Welcome back to Milwaukee Metal Monthly, the aggressively alliterative column where I discuss our city’s metal scene. The two interviewees this month have been on my list of potentials since September while I worked on the initial installment of MMM. The twist here, however, is that I did not speak to any bands this time around, so I suppose the theme is “Behind The Scenes.” Let’s peek behind the curtain, shall we?
First up is my phone conversation with a concert filmer and documentarian named Aaron Miller. I first came across his work while researching sublet and Krooked prior to those respective interviews, and Miller’s photography of the latter was directly referenced in the resulting column. He’s been doing this for about a year and a half, having “always loved doing photo and video.” Initially, though, he wasn’t into photographing or filming concerts, but he “was big into watching live videos from local shows.” He adds some background: “When I moved back to Milwaukee—I was living in Louisville for a little bit—I kinda noticed nobody was really [filming shows], so I decided, ‘Hey, I’ll give it a shot and start recording shows and see how it goes.’ That’s kinda how it started out.”
Like most concert attendees, Miller’s early recordings were done using his cellphone; only recently has he acquired better equipment. “Over this summer I bought a, I guess you could say, professional camera,” he explains. “Like a DSLR-type deal. So I’ve been rockin’ that. And over the last year I tried to upgrade my audio. I was using a zoom recorder to record the room, and then mixing that so it’s a little better audio. I’m slowly improving the setup, and I think I’m in a good spot right now.”
The resulting improvement and evolution of Miller’s work is obvious. Take, for example, one of his early videos, a full set from Jagged at Falcon Bowl from July 2024, which has a Kevin Smith-esque flavor—which is to say: kinda static and single-angle from the back of the room.

# # # # # # #

Instruction 1: Show each line of the rows below that contains the word "wall".

Information shown:

# # # # # # #

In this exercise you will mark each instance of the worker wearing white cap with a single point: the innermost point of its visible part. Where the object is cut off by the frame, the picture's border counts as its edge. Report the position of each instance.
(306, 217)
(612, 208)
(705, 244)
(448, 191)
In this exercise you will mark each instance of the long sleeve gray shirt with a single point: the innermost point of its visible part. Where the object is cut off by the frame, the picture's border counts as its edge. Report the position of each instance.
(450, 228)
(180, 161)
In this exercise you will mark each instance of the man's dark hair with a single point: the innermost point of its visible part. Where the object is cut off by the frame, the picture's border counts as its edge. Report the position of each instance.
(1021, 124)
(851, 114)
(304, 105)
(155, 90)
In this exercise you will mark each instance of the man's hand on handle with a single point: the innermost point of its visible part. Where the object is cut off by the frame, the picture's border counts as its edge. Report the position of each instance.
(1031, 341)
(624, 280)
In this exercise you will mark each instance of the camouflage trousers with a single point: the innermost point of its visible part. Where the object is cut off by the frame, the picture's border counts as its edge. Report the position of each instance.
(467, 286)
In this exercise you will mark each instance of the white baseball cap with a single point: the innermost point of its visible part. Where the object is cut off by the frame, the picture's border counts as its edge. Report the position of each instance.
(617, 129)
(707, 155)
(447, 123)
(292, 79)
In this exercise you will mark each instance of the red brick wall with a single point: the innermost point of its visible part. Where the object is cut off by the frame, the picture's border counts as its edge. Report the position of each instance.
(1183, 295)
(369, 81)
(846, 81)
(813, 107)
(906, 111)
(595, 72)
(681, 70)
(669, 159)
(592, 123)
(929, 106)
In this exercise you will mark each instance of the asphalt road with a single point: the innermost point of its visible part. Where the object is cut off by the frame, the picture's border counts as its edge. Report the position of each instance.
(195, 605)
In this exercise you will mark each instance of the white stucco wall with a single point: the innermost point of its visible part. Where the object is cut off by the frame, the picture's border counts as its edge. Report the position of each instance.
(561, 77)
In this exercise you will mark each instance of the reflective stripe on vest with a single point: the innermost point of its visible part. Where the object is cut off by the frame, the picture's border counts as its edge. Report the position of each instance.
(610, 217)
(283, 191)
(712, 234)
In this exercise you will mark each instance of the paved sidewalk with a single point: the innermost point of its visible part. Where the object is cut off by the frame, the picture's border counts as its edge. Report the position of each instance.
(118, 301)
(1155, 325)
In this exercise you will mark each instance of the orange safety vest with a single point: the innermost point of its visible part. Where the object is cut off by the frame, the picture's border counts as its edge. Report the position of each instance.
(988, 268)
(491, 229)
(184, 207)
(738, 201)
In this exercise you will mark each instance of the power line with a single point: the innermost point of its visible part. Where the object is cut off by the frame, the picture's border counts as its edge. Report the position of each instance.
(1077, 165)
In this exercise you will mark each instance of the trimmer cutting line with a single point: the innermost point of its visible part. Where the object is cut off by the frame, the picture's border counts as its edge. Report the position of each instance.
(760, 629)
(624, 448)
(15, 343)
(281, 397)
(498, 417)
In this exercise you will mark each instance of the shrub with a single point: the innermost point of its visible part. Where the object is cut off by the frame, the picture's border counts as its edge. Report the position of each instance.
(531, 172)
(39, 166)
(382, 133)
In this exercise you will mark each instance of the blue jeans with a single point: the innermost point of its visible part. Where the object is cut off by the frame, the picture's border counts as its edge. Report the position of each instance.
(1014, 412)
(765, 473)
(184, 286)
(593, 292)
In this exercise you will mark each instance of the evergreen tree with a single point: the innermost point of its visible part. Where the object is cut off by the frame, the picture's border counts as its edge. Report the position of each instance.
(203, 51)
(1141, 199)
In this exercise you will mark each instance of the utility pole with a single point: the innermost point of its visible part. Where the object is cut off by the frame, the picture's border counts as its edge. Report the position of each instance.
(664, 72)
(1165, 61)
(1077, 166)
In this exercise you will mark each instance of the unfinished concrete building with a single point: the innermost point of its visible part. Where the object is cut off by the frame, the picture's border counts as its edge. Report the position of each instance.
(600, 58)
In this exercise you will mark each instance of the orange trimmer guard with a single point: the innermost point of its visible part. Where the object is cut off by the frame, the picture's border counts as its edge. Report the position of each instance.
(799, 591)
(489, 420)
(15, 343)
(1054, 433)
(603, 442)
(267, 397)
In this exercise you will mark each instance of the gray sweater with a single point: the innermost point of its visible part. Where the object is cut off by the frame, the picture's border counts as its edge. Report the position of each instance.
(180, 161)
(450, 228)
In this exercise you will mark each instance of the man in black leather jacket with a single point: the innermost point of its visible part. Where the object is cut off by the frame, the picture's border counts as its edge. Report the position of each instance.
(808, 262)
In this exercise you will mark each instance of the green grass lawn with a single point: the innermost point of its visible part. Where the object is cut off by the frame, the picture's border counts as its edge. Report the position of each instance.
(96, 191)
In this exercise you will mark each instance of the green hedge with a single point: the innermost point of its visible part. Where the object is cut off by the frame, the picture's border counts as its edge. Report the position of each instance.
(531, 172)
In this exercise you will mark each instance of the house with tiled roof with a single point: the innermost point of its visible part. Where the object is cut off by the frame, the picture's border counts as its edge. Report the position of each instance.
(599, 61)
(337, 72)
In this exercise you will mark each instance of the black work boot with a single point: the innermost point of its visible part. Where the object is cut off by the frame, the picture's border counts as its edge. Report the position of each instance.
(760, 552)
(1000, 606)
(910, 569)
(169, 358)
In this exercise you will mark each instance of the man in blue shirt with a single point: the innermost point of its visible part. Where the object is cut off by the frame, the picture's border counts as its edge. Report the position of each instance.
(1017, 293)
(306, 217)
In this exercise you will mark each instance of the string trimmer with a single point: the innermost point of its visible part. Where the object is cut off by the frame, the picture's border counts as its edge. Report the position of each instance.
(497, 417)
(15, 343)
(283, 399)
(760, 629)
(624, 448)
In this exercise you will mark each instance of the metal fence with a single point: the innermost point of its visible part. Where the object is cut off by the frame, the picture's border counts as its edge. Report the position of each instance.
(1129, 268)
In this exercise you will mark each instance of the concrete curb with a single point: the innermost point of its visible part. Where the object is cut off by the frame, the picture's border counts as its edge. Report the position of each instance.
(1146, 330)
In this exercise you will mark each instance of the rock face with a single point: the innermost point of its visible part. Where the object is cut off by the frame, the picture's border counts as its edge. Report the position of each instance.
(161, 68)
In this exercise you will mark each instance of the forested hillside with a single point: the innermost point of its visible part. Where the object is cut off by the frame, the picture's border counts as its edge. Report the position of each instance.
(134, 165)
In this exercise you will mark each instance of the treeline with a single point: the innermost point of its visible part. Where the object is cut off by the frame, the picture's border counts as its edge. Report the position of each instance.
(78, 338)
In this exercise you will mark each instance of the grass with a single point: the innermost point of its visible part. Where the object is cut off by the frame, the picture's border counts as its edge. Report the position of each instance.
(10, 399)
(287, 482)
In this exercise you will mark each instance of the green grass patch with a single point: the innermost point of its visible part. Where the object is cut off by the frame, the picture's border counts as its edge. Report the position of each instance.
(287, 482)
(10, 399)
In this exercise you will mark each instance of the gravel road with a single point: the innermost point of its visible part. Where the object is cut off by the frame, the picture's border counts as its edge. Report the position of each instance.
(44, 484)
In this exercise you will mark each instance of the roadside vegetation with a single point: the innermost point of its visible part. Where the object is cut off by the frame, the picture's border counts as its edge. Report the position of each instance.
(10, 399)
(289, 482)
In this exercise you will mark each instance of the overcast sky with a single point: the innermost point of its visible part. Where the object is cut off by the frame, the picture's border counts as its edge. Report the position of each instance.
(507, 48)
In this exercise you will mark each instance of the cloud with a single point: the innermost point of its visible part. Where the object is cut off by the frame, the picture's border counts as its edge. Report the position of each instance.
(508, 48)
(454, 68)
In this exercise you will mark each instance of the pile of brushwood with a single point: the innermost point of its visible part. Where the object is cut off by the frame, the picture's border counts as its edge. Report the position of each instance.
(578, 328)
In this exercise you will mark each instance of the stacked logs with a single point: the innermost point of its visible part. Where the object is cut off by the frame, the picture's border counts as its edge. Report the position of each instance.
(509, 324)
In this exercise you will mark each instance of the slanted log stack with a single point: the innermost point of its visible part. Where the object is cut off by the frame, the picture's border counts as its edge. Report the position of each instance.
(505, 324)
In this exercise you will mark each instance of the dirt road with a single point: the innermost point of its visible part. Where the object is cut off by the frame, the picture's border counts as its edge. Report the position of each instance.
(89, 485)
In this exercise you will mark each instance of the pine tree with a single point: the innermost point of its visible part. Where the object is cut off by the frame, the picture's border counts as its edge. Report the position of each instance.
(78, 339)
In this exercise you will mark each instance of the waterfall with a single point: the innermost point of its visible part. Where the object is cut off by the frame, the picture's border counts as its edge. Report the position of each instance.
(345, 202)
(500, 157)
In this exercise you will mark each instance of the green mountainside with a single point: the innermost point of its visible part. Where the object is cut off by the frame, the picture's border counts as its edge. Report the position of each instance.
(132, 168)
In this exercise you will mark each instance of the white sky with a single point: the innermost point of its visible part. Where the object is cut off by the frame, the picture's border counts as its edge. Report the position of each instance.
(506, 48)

# # # # # # #

Instruction 2:
Answer these questions using the metal column above.
(a) How long has Aaron Miller been filming concerts?
(b) What did Miller buy over the summer to improve his equipment?
(c) Which band's full set at Falcon Bowl is given as an example of one of his early videos?

Full response 1:
In this exercise you will mark each instance of the red brick wall with a single point: the innermost point of its visible part. Where the object is cut off by the frame, the picture's border counts as its edge. Report the position of each instance.
In this exercise you will mark each instance of the white stucco wall with a single point: the innermost point of its visible part. Where the object is cut off by the frame, the picture's border counts as its edge. Report the position of each instance.

Full response 2:
(a) About a year and a half.
(b) A professional, DSLR-type camera.
(c) Jagged.